**Task directions:**
Copy out verbatim the rows from the line containing "of the orange" through the end of the rows, both ends included.

─── Input rows ───

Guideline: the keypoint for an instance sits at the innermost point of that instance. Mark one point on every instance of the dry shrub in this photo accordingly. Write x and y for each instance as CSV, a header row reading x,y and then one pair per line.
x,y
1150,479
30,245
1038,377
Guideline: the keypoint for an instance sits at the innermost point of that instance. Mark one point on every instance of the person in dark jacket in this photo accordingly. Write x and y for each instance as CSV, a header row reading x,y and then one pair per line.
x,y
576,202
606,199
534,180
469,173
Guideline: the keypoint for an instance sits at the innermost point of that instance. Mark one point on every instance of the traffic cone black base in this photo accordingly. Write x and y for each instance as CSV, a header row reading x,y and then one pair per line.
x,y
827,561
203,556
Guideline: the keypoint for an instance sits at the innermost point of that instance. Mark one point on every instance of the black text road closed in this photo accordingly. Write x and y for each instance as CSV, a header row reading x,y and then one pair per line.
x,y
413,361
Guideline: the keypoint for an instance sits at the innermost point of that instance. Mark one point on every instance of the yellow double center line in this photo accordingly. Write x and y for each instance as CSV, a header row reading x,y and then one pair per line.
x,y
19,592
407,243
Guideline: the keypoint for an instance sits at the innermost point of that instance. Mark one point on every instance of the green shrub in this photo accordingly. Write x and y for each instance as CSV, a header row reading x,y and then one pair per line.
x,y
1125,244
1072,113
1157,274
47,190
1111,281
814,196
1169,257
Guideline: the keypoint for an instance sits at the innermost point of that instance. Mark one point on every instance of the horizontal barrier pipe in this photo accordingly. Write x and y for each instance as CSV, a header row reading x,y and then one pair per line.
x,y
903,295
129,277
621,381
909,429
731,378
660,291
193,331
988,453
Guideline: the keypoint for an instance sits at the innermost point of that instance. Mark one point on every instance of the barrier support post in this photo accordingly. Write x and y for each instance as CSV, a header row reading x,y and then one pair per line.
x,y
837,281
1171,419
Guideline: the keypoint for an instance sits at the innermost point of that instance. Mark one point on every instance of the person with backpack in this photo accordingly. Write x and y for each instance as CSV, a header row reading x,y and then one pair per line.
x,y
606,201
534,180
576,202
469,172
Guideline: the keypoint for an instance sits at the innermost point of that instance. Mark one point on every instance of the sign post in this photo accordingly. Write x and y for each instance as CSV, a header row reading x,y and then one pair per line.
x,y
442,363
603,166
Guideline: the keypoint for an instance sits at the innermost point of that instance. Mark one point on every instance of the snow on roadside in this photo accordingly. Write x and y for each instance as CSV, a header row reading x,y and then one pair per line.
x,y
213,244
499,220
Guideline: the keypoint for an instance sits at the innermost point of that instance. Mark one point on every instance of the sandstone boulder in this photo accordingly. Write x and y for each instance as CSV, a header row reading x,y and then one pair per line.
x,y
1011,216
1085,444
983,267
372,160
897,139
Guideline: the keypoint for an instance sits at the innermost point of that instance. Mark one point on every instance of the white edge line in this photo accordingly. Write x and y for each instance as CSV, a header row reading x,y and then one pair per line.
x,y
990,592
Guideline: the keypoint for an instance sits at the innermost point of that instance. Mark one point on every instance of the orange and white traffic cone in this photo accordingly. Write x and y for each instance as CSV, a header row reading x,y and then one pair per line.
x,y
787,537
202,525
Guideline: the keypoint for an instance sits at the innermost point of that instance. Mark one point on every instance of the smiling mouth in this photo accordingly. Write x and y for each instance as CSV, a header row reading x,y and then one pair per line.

───

**The answer:**
Guideline: the keypoint for an instance sits at the innermost point of that instance. Mark one point on every instance of the orange and white traffic cone in this photo accordingly. Write x and y for each instance as CSV, a header row reading x,y and then one pair per line.
x,y
787,537
202,525
Guideline: the keypoint for an instance sits at the innermost point of that instance. Mark one point on every instance of the smiling mouth in this photo accordingly. Write x and y for each instance as CSV, a header row reading x,y and then one pair per line.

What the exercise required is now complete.